• _What the exercise asks_
Give back exactly the line containing "Target: gravel shoulder" together with all the lines after it, ending at the final line below.

....

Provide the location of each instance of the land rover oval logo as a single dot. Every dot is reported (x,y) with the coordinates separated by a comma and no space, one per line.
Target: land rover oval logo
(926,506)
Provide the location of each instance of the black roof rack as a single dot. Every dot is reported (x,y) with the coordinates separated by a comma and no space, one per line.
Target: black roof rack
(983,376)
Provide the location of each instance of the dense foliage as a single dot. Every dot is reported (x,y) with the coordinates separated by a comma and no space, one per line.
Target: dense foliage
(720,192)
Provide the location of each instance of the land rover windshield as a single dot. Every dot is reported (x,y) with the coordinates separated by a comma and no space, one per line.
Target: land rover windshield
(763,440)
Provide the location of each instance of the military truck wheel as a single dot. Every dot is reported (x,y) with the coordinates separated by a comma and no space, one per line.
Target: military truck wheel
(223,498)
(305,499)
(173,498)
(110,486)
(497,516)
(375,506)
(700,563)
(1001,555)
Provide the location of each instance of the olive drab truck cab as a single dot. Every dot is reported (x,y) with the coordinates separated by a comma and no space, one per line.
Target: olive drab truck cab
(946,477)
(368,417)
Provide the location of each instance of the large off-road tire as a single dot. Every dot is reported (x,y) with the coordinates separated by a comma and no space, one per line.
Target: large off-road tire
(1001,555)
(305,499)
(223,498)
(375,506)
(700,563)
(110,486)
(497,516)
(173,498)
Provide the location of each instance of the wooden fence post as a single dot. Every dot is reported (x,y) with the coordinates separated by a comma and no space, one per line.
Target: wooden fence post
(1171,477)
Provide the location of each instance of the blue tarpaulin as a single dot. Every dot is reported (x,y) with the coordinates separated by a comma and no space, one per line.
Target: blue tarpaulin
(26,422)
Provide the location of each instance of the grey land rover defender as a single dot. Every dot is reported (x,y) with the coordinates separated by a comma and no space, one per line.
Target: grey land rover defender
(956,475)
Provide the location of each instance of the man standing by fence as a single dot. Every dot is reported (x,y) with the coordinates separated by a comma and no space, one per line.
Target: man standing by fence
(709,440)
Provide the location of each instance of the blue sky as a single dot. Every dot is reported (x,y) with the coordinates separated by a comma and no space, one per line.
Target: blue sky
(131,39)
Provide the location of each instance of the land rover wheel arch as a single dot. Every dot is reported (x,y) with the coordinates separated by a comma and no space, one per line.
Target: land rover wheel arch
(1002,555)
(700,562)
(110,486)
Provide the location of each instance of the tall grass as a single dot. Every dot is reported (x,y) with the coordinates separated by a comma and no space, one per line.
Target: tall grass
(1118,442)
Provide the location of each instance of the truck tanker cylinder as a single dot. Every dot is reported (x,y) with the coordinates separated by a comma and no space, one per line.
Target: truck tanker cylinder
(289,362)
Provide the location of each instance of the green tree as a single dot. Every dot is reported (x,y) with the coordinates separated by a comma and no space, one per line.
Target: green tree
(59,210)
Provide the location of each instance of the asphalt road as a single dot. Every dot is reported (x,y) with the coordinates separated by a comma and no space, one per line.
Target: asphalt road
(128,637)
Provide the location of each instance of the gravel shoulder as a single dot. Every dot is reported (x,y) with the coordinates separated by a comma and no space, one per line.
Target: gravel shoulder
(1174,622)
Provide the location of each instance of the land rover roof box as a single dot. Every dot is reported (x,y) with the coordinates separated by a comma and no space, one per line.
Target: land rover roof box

....

• _Result for this exercise_
Target: gravel shoulder
(1174,622)
Provide the location of each instance of the land rover roof box as a single dot. Every dot is reported (x,y) with the coordinates separated by a comma and no space, one per line.
Target: land rover roof box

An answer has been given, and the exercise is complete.